PASSAGE SHOWN ▸
# # # # # # #

Peter Dunne, Spending Cap & the Fortress Of Legislation / Plus Euthanasia; Marriage Equality.


The government has had to shelve Rodney Hide’s ‘old’ Spending Cap Bill because the Minister of Taking by Totalitarian Means, Peter Dunne, won’t support it.

This is a travesty.

Before continuing it’s important to state that the Bill itself was pure doublespeak, regardless. It only claimed to limit spending increases to the rate of inflation (which Government/Reserve Bank, have a surprising amount of influence over) and population increases. So it was not a spending cap at all, just an attempted, largely symbolic, brake on the rate of government spending increases, across spending that currently sits on a massive 44% of GDP.

But symbolism does have a place in the context of this Bill, and the Minister of Taking not signing up to it has an additional symbolism again, because for him it is a conflict of interest as it bears on taxpayers, who should not just be worried, but angry, about this. He is effectively saying he does not have to responsibly constrain spending, because as Minister of Taxing he can simply force entry and sack the bank accounts of private enterprise and individuals. And handing the temptation to spend, with the means to achieve it, to a crusading politician is like letting a kid immured of Generation Obesity, loose in a lolly shop.

Mr Dunne, of course, doesn’t see it like this. His spin is, quote: ‘...the spending cap was ''part of an unnecessary right-wing agenda'' and was not consistent with constitutional principles which prevented one parliament binding another.’ Oh dear.

Quite apart from the fact you joined up to a right-wing government with supposedly (though mostly laughingly) a right-wing agenda, so showing ‘coalition’ is really just about the electorate double-cross and hypocrisy, this is symbolic, yet, of something far worse, because it’s philosophical. For this demonstrates the Minister has his head so far up the politick, he’s blinded to where his feet are; trampling on the bowed and broken heads of those current, and as yet unborn, taxpayers, this irresponsible no-constraints spending binds to tax slavery, and to his department. Aren't their interests what he is representing?

# # # # # # #

DIRECTION ▸ Reproduce the commentary on Peter Dunne and the Spending Cap Bill verbatim, between "But symbolism does" and "another.’ Oh dear.", inclusive. The records after this point have nothing to do with the commentary on Peter Dunne and the Spending Cap Bill.

DATA ENTRIES ▸
# # # # # # #

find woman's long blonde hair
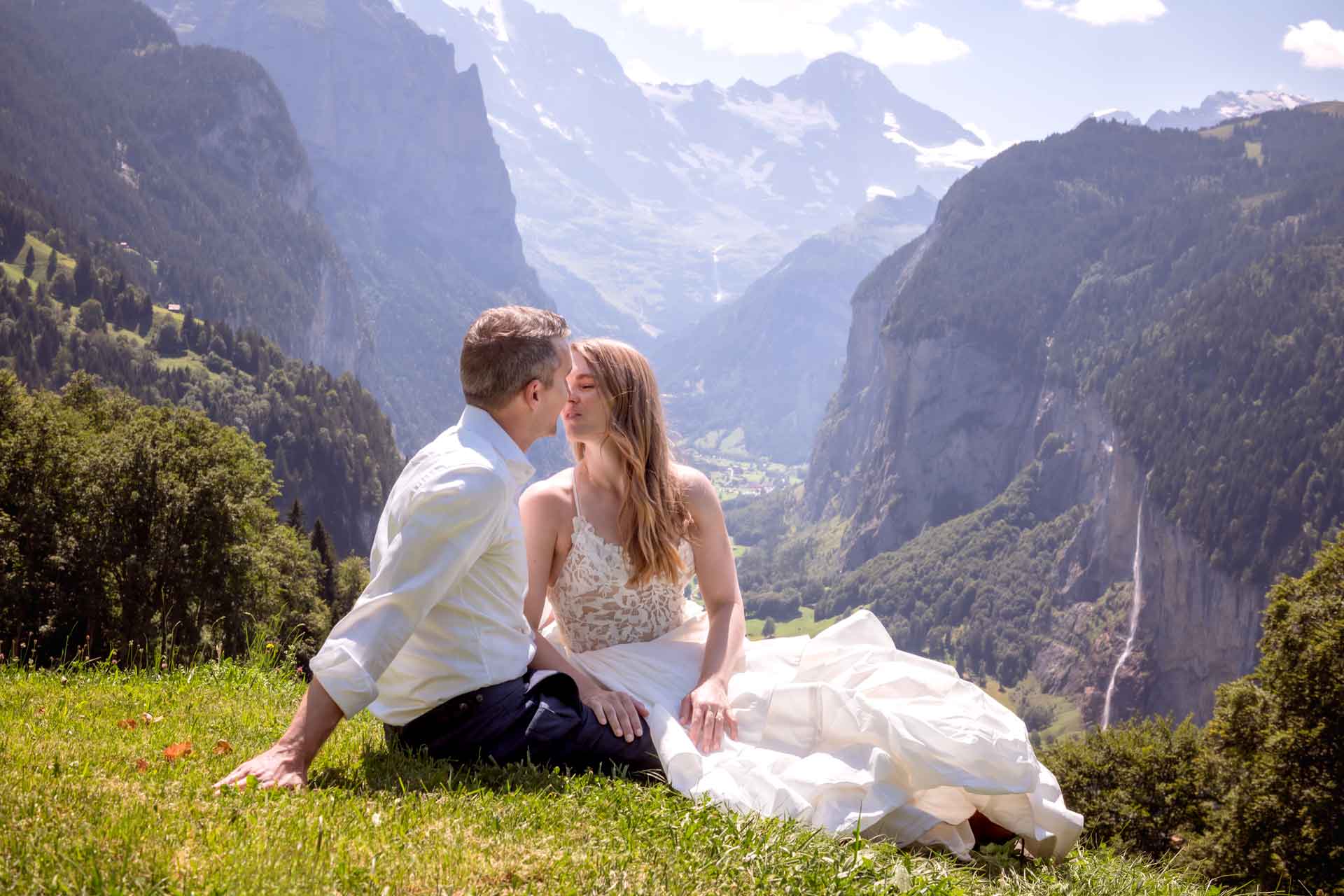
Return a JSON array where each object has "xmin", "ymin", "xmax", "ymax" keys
[{"xmin": 573, "ymin": 339, "xmax": 691, "ymax": 587}]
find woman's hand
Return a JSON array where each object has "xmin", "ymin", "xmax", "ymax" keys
[
  {"xmin": 681, "ymin": 677, "xmax": 738, "ymax": 752},
  {"xmin": 580, "ymin": 688, "xmax": 649, "ymax": 743}
]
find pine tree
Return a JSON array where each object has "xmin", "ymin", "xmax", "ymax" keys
[
  {"xmin": 308, "ymin": 517, "xmax": 336, "ymax": 606},
  {"xmin": 181, "ymin": 305, "xmax": 200, "ymax": 352},
  {"xmin": 76, "ymin": 253, "xmax": 92, "ymax": 301},
  {"xmin": 285, "ymin": 498, "xmax": 308, "ymax": 532}
]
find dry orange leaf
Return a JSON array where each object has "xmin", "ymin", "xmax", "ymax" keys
[{"xmin": 164, "ymin": 740, "xmax": 191, "ymax": 762}]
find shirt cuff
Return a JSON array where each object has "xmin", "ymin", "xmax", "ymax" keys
[{"xmin": 308, "ymin": 638, "xmax": 378, "ymax": 719}]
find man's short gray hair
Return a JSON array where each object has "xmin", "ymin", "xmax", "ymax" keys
[{"xmin": 461, "ymin": 305, "xmax": 570, "ymax": 411}]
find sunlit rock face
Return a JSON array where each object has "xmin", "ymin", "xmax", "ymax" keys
[
  {"xmin": 161, "ymin": 0, "xmax": 554, "ymax": 451},
  {"xmin": 653, "ymin": 190, "xmax": 937, "ymax": 463}
]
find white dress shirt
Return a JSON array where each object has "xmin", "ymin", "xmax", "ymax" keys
[{"xmin": 311, "ymin": 406, "xmax": 536, "ymax": 725}]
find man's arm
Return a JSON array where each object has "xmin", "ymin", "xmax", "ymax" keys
[
  {"xmin": 215, "ymin": 678, "xmax": 344, "ymax": 792},
  {"xmin": 215, "ymin": 469, "xmax": 510, "ymax": 788}
]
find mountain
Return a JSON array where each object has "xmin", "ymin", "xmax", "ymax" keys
[
  {"xmin": 400, "ymin": 0, "xmax": 993, "ymax": 335},
  {"xmin": 0, "ymin": 188, "xmax": 403, "ymax": 556},
  {"xmin": 161, "ymin": 0, "xmax": 554, "ymax": 451},
  {"xmin": 0, "ymin": 0, "xmax": 367, "ymax": 371},
  {"xmin": 653, "ymin": 190, "xmax": 938, "ymax": 463},
  {"xmin": 795, "ymin": 104, "xmax": 1344, "ymax": 722},
  {"xmin": 1147, "ymin": 90, "xmax": 1312, "ymax": 130}
]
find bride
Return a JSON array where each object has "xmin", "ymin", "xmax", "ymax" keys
[{"xmin": 520, "ymin": 339, "xmax": 1082, "ymax": 858}]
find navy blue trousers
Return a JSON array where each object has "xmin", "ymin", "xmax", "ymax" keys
[{"xmin": 388, "ymin": 669, "xmax": 663, "ymax": 774}]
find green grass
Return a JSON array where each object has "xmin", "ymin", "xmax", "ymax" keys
[
  {"xmin": 0, "ymin": 234, "xmax": 76, "ymax": 289},
  {"xmin": 983, "ymin": 673, "xmax": 1084, "ymax": 743},
  {"xmin": 158, "ymin": 352, "xmax": 214, "ymax": 376},
  {"xmin": 0, "ymin": 659, "xmax": 1236, "ymax": 896},
  {"xmin": 748, "ymin": 607, "xmax": 841, "ymax": 638}
]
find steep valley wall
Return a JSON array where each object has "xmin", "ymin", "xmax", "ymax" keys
[{"xmin": 805, "ymin": 232, "xmax": 1266, "ymax": 724}]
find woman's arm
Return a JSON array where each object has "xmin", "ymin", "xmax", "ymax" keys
[
  {"xmin": 681, "ymin": 468, "xmax": 746, "ymax": 752},
  {"xmin": 517, "ymin": 482, "xmax": 649, "ymax": 741}
]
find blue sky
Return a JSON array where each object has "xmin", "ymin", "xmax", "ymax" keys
[{"xmin": 516, "ymin": 0, "xmax": 1344, "ymax": 142}]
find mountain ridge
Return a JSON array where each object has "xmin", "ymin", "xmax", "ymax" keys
[{"xmin": 402, "ymin": 0, "xmax": 993, "ymax": 336}]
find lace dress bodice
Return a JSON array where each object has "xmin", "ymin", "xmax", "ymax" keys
[{"xmin": 551, "ymin": 486, "xmax": 695, "ymax": 653}]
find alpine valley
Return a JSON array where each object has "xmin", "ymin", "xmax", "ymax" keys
[{"xmin": 785, "ymin": 102, "xmax": 1344, "ymax": 724}]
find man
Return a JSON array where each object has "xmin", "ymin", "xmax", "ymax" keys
[{"xmin": 215, "ymin": 307, "xmax": 660, "ymax": 788}]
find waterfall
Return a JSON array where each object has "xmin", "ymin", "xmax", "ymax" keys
[{"xmin": 1100, "ymin": 479, "xmax": 1148, "ymax": 731}]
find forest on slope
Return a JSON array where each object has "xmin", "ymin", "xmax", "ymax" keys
[
  {"xmin": 0, "ymin": 181, "xmax": 402, "ymax": 554},
  {"xmin": 0, "ymin": 0, "xmax": 367, "ymax": 372}
]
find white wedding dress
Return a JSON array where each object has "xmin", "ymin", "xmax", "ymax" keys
[{"xmin": 545, "ymin": 483, "xmax": 1084, "ymax": 858}]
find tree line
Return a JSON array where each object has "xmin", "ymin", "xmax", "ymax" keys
[{"xmin": 0, "ymin": 370, "xmax": 367, "ymax": 662}]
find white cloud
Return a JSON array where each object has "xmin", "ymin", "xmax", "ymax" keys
[
  {"xmin": 858, "ymin": 22, "xmax": 970, "ymax": 69},
  {"xmin": 621, "ymin": 59, "xmax": 668, "ymax": 85},
  {"xmin": 868, "ymin": 111, "xmax": 1014, "ymax": 170},
  {"xmin": 1284, "ymin": 19, "xmax": 1344, "ymax": 69},
  {"xmin": 621, "ymin": 0, "xmax": 970, "ymax": 66},
  {"xmin": 621, "ymin": 0, "xmax": 868, "ymax": 59},
  {"xmin": 1021, "ymin": 0, "xmax": 1167, "ymax": 25}
]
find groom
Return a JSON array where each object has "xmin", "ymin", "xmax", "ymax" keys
[{"xmin": 215, "ymin": 305, "xmax": 660, "ymax": 788}]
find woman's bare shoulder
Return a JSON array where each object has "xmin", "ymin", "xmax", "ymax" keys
[
  {"xmin": 519, "ymin": 468, "xmax": 574, "ymax": 519},
  {"xmin": 672, "ymin": 463, "xmax": 719, "ymax": 506}
]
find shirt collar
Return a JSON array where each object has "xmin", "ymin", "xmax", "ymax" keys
[{"xmin": 457, "ymin": 405, "xmax": 536, "ymax": 486}]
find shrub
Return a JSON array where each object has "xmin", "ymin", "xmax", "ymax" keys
[
  {"xmin": 1200, "ymin": 535, "xmax": 1344, "ymax": 895},
  {"xmin": 1040, "ymin": 718, "xmax": 1212, "ymax": 857}
]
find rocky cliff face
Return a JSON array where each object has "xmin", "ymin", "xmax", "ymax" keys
[
  {"xmin": 805, "ymin": 111, "xmax": 1344, "ymax": 722},
  {"xmin": 162, "ymin": 0, "xmax": 554, "ymax": 451},
  {"xmin": 653, "ymin": 191, "xmax": 937, "ymax": 463}
]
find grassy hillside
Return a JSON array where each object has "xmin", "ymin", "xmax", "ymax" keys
[{"xmin": 0, "ymin": 658, "xmax": 1220, "ymax": 896}]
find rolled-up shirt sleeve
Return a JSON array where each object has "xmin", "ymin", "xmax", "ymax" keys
[{"xmin": 309, "ymin": 468, "xmax": 511, "ymax": 719}]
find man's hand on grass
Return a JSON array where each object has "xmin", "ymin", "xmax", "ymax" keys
[
  {"xmin": 215, "ymin": 741, "xmax": 308, "ymax": 794},
  {"xmin": 215, "ymin": 678, "xmax": 344, "ymax": 794}
]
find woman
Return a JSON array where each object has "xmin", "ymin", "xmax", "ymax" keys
[{"xmin": 520, "ymin": 340, "xmax": 1082, "ymax": 858}]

# # # # # # #

RESPONSE BELOW ▸
But symbolism does have a place in the context of this Bill, and the Minister of Taking not signing up to it has an additional symbolism again, because for him it is a conflict of interest as it bears on taxpayers, who should not just be worried, but angry, about this. He is effectively saying he does not have to responsibly constrain spending, because as Minister of Taxing he can simply force entry and sack the bank accounts of private enterprise and individuals. And handing the temptation to spend, with the means to achieve it, to a crusading politician is like letting a kid immured of Generation Obesity, loose in a lolly shop.

Mr Dunne, of course, doesn’t see it like this. His spin is, quote: ‘...the spending cap was ''part of an unnecessary right-wing agenda'' and was not consistent with constitutional principles which prevented one parliament binding another.’ Oh dear.